**Job item:** Return each line of the following material unchanged, from the first line to the last.

**The input:**

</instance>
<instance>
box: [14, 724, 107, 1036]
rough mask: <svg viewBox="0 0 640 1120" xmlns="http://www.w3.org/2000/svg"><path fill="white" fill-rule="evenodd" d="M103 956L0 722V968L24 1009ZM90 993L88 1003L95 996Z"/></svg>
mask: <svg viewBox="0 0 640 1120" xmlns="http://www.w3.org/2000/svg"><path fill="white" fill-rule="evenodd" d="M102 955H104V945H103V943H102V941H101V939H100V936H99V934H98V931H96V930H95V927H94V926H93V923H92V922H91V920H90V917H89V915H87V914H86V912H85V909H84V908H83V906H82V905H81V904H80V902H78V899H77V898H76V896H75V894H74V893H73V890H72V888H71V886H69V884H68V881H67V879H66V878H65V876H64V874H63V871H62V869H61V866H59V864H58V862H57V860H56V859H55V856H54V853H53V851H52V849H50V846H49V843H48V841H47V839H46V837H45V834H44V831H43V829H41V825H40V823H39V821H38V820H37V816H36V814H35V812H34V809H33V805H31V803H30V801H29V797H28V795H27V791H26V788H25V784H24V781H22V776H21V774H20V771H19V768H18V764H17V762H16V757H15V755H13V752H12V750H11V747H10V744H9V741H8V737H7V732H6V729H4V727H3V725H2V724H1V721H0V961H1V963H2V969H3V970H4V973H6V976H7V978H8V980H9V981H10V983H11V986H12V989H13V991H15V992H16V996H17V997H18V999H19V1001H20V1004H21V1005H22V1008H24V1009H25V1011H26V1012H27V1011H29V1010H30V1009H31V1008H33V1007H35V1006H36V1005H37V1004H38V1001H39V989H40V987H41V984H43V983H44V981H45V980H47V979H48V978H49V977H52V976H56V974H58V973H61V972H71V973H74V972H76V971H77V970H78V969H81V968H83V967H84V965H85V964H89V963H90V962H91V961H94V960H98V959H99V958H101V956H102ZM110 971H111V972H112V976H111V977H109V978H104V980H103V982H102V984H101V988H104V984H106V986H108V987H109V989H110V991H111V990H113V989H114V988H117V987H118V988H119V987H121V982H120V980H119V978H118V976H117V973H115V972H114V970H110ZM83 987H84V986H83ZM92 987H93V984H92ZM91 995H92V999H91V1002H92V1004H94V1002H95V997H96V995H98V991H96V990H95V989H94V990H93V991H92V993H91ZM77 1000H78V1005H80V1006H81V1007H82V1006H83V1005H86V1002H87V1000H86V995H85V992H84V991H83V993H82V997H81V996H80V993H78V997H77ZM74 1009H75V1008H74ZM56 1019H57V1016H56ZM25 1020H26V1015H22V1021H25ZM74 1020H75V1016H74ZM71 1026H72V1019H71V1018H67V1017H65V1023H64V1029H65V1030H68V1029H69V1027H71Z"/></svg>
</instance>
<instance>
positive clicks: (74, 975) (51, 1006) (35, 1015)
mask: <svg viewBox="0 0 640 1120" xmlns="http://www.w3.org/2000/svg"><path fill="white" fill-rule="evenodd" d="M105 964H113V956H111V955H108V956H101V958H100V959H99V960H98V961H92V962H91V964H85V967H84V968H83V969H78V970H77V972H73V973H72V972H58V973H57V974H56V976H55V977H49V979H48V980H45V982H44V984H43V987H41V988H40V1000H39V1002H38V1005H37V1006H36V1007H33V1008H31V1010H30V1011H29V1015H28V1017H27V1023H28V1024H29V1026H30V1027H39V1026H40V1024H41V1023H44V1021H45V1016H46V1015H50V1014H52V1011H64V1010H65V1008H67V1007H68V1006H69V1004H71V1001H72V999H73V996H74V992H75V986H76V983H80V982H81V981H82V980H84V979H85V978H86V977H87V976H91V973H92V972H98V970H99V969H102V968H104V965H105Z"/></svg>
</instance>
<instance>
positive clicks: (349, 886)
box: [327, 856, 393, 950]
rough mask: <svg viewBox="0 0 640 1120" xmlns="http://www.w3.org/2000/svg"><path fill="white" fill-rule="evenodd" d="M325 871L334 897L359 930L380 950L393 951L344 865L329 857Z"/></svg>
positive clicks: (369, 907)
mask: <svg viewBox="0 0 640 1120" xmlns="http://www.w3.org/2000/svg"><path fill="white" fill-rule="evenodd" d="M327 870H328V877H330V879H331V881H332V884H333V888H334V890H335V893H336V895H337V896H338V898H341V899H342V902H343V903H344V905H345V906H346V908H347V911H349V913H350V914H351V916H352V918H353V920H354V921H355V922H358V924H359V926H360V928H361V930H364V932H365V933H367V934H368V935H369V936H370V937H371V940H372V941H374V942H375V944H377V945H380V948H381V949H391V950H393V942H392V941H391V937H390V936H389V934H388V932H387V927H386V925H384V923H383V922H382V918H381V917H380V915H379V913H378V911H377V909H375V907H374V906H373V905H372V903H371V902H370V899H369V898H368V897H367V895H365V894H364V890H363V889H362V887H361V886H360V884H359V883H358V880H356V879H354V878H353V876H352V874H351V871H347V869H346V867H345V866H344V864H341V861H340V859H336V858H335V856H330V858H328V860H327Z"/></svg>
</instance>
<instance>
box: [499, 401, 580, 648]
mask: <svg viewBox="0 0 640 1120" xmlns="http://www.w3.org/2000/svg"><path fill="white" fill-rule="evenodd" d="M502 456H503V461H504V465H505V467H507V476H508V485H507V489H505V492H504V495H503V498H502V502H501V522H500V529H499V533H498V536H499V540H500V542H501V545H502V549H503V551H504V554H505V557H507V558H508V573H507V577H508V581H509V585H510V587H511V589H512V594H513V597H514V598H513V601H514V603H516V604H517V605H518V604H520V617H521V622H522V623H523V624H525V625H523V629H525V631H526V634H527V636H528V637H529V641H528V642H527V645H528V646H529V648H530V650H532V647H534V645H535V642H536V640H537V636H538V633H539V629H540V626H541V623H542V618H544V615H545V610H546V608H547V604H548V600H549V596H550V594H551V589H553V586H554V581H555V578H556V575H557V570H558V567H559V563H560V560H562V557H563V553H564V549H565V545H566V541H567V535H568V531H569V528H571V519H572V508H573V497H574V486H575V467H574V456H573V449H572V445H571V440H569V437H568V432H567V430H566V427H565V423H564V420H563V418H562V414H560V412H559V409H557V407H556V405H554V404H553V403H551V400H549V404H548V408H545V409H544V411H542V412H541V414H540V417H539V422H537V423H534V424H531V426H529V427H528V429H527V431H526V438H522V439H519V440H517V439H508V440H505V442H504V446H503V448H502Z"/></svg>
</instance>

**Problem solution:**
</instance>
<instance>
box: [14, 724, 107, 1036]
rough mask: <svg viewBox="0 0 640 1120" xmlns="http://www.w3.org/2000/svg"><path fill="white" fill-rule="evenodd" d="M103 956L0 722V968L24 1009ZM90 993L88 1003L95 996Z"/></svg>
mask: <svg viewBox="0 0 640 1120" xmlns="http://www.w3.org/2000/svg"><path fill="white" fill-rule="evenodd" d="M102 955H104V945H103V943H102V941H101V939H100V936H99V934H98V931H96V930H95V927H94V926H93V923H92V922H91V920H90V917H89V915H87V914H86V912H85V909H84V908H83V906H82V905H81V904H80V902H78V899H77V898H76V896H75V894H74V893H73V890H72V888H71V886H69V884H68V881H67V879H66V878H65V876H64V874H63V871H62V869H61V866H59V864H58V862H57V860H56V859H55V856H54V853H53V851H52V849H50V846H49V843H48V841H47V839H46V837H45V834H44V831H43V829H41V825H40V823H39V821H38V820H37V816H36V814H35V812H34V809H33V805H31V803H30V801H29V797H28V795H27V791H26V788H25V784H24V781H22V776H21V774H20V771H19V768H18V764H17V762H16V757H15V755H13V752H12V750H11V747H10V744H9V741H8V737H7V732H6V729H4V727H3V725H2V724H1V721H0V961H1V963H2V969H3V970H4V973H6V976H7V978H8V980H9V981H10V983H11V986H12V989H13V991H15V992H16V996H17V997H18V999H19V1001H20V1004H21V1005H22V1008H24V1009H25V1011H26V1012H27V1011H29V1010H30V1009H31V1008H33V1007H35V1006H36V1005H37V1004H38V1001H39V989H40V987H41V984H43V983H44V981H45V980H47V979H48V978H49V977H52V976H56V974H58V973H61V972H71V973H74V972H76V971H77V970H78V969H81V968H83V967H84V965H85V964H89V963H90V962H91V961H94V960H98V959H99V958H101V956H102ZM110 971H111V972H112V976H111V977H109V978H104V980H103V982H102V984H101V988H104V984H106V986H108V987H109V989H110V991H111V990H113V989H114V988H117V987H118V988H119V987H121V982H120V980H119V978H118V976H117V973H115V972H114V970H110ZM83 987H84V986H83ZM92 987H93V984H92ZM91 995H92V999H91V1002H92V1004H94V1002H95V997H96V995H98V991H96V990H95V989H94V990H93V991H92V993H91ZM77 1000H78V1005H80V1006H81V1007H82V1006H83V1005H86V1002H87V1000H86V995H85V992H84V991H83V993H82V997H81V996H80V993H78V997H77ZM74 1009H75V1008H74ZM56 1019H57V1016H56ZM25 1020H26V1015H22V1021H25ZM74 1020H75V1016H74ZM71 1026H72V1019H71V1018H67V1017H65V1023H64V1029H65V1030H68V1029H69V1027H71Z"/></svg>
</instance>
<instance>
positive clicks: (74, 975) (51, 1006) (35, 1015)
mask: <svg viewBox="0 0 640 1120" xmlns="http://www.w3.org/2000/svg"><path fill="white" fill-rule="evenodd" d="M105 964H113V956H111V955H108V956H101V958H100V959H99V960H98V961H92V962H91V964H85V967H84V968H83V969H78V970H77V972H73V973H72V972H58V973H57V974H56V976H55V977H49V979H48V980H45V982H44V984H43V987H41V988H40V1000H39V1002H38V1005H37V1006H36V1007H33V1008H31V1010H30V1011H29V1015H28V1017H27V1023H28V1024H29V1026H30V1027H39V1026H40V1024H41V1023H44V1021H45V1016H46V1015H50V1014H52V1011H64V1010H65V1008H67V1007H68V1006H69V1004H71V1001H72V999H73V996H74V992H75V986H76V983H80V982H81V981H82V980H84V979H85V978H86V977H87V976H91V973H92V972H98V970H99V969H102V968H104V965H105Z"/></svg>
</instance>
<instance>
positive clicks: (349, 886)
box: [327, 856, 393, 950]
rough mask: <svg viewBox="0 0 640 1120" xmlns="http://www.w3.org/2000/svg"><path fill="white" fill-rule="evenodd" d="M325 871L334 897L359 930L380 950L393 951L344 865L329 857Z"/></svg>
positive clicks: (369, 907)
mask: <svg viewBox="0 0 640 1120" xmlns="http://www.w3.org/2000/svg"><path fill="white" fill-rule="evenodd" d="M327 870H328V877H330V879H331V881H332V884H333V888H334V890H335V893H336V895H337V896H338V898H341V899H342V902H343V903H344V905H345V906H346V908H347V911H349V913H350V914H351V916H352V918H353V920H354V921H355V922H358V924H359V926H360V928H361V930H364V932H365V933H367V934H368V935H369V936H370V937H371V940H372V941H374V942H375V944H377V945H380V948H381V949H391V950H393V942H392V941H391V937H390V936H389V934H388V932H387V927H386V925H384V923H383V922H382V918H381V917H380V915H379V913H378V911H377V909H375V907H374V906H373V905H372V903H371V902H370V899H369V898H368V897H367V895H365V894H364V890H363V889H362V887H361V886H360V884H359V883H358V880H356V879H354V878H353V876H352V874H351V871H347V869H346V867H345V866H344V864H341V861H340V859H336V858H335V856H330V858H328V860H327Z"/></svg>
</instance>
<instance>
box: [499, 401, 580, 648]
mask: <svg viewBox="0 0 640 1120" xmlns="http://www.w3.org/2000/svg"><path fill="white" fill-rule="evenodd" d="M502 456H503V461H504V465H505V467H507V476H508V485H507V489H505V492H504V495H503V498H502V502H501V522H500V529H499V533H498V536H499V540H500V542H501V545H502V549H503V551H504V554H505V557H507V558H508V573H507V577H508V581H509V585H510V587H511V589H512V594H513V597H514V598H513V601H514V603H516V604H517V605H518V604H520V617H521V622H522V623H523V624H525V625H523V629H525V631H526V634H527V636H528V637H529V641H528V642H527V645H528V646H529V648H530V650H532V647H534V645H535V642H536V640H537V636H538V633H539V629H540V626H541V623H542V618H544V615H545V610H546V608H547V604H548V600H549V596H550V594H551V589H553V586H554V581H555V578H556V575H557V570H558V567H559V563H560V560H562V557H563V553H564V549H565V545H566V541H567V535H568V531H569V528H571V519H572V508H573V497H574V486H575V467H574V456H573V449H572V445H571V440H569V437H568V432H567V430H566V427H565V423H564V420H563V418H562V414H560V412H559V409H557V407H556V405H554V404H553V403H551V400H549V404H548V408H545V409H544V411H542V412H541V414H540V417H539V422H537V423H534V424H531V426H529V427H528V429H527V431H526V438H522V439H519V440H517V439H508V440H505V442H504V446H503V448H502Z"/></svg>
</instance>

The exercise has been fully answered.